Records from a data source:
▼▼▼
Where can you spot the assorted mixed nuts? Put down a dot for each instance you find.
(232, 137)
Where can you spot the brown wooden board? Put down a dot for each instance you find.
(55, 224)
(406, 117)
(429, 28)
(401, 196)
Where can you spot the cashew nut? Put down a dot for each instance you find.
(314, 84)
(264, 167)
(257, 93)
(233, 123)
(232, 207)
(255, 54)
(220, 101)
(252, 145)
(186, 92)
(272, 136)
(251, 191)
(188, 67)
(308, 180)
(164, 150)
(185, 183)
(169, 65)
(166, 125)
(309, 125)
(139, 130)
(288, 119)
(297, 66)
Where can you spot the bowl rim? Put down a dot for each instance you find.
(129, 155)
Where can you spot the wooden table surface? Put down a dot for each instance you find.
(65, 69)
▲▲▲
### INSTRUCTIONS FOR THE TASK
Write out all records exactly, keeping every detail.

### SOLUTION FOR THIS PROBLEM
Where can you spot the assorted mixed nuts? Put down a dot for each instance you find.
(232, 137)
Where can you spot the brown wooden board? Put down a dot for each instance you find.
(55, 224)
(406, 117)
(429, 28)
(401, 196)
Where can you spot the cashew nut? Put down a dot for each instance you find.
(314, 84)
(264, 167)
(257, 93)
(233, 123)
(232, 207)
(255, 54)
(220, 101)
(252, 145)
(186, 92)
(272, 136)
(251, 191)
(188, 67)
(308, 180)
(164, 150)
(185, 183)
(169, 65)
(166, 125)
(309, 125)
(139, 130)
(288, 119)
(297, 66)
Where can you spot the bowl rim? Put down a dot for each instance you find.
(129, 155)
Where can you spot the wooden table surface? Put down a dot for each instance you find.
(65, 69)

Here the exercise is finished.